### [REQUIRED WORK]
Update the text on STEM skills between "The critical importance" and "skills in Australia.", inclusive, so that "STEM skills" becomes "technical skills" and the rest stays the same.

### [GIVEN TEXT]

☆ ☆ ☆

The critical importance of STEM skills
We’re hearing from the thousands of schools we partner with that they’re struggling to find qualified and experienced teachers. They are often having to make impossible resourcing decisions while wanting to ensure quality learning for students, particularly in specialist senior subjects.
We know STEM skills are highly sought after. Students who graduate with such experiences are not only more likely to get jobs––they’ll earn more too. The National Skills Commission’s Skills Priority List 2022 shows that software and applications programmers are the second most in-demand skills in Australia.
Unfortunately, STEM involvement is currently low with just 10% or fewer Australian students in Years 11 and 12 studying these subjects. And whilst our plummet in international benchmarks is alarming, all of us in education ultimately want every student to experience success. At Edrolo, we see firsthand the amazing STEM programs and learning happening in schools across Australia. The question I lay awake at night pondering (yes I do!), is how we make this possible for every school, for every lesson, despite all the challenges schools are facing. That is what I want to help solve. Every child in Australia (and my own two 11 and 13 year old children) deserve to have the opportunity to learn and thrive in every subject, and ultimately pick their favourites to pursue in the senior years and beyond.
I worry that NAPLAN results are almost entirely predictable – we have not materially changed the system to create a different and better outcome. What’s worse, we often lay the blame at the feet of those who need our help – teachers.
Quality resources improve teaching and learning
One key factor in solving this issue for teachers and students alike is the availability of flexible, quality resources.
The Grattan Institute has found that having a common repository of high-quality curriculum materials can boost the learning experience for teachers and students across subjects. Via shared materials, teachers gain access to a common foundation to ensure teachers’ knowledge is adequate and education is standardised for the benefit of students.
This is something we’re committed to helping deliver at Edrolo. Our team of highly experienced teachers collaborate and write our curriculum materials, just like they would in school. They do so in partnership with our leading team of designers and engineers, meaning our resources are built to both be effective in the classroom and to be used at scale. In short, we’re creating the very best resources to help teachers across Australia do their best work. They’re designed to build students’ deep conceptual learning with a combination of concise theory, scaffolded questions and activities that develop skills and understanding, and videos to help students make progress.

☆ ☆ ☆

### [DATA EXTRACT]
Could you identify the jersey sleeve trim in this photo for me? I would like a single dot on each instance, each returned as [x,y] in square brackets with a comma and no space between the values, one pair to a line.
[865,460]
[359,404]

☆ ☆ ☆

### [PROBLEM SOLUTION]
The critical importance of technical skills
We’re hearing from the thousands of schools we partner with that they’re struggling to find qualified and experienced teachers. They are often having to make impossible resourcing decisions while wanting to ensure quality learning for students, particularly in specialist senior subjects.
We know technical skills are highly sought after. Students who graduate with such experiences are not only more likely to get jobs––they’ll earn more too. The National Skills Commission’s Skills Priority List 2022 shows that software and applications programmers are the second most in-demand skills in Australia.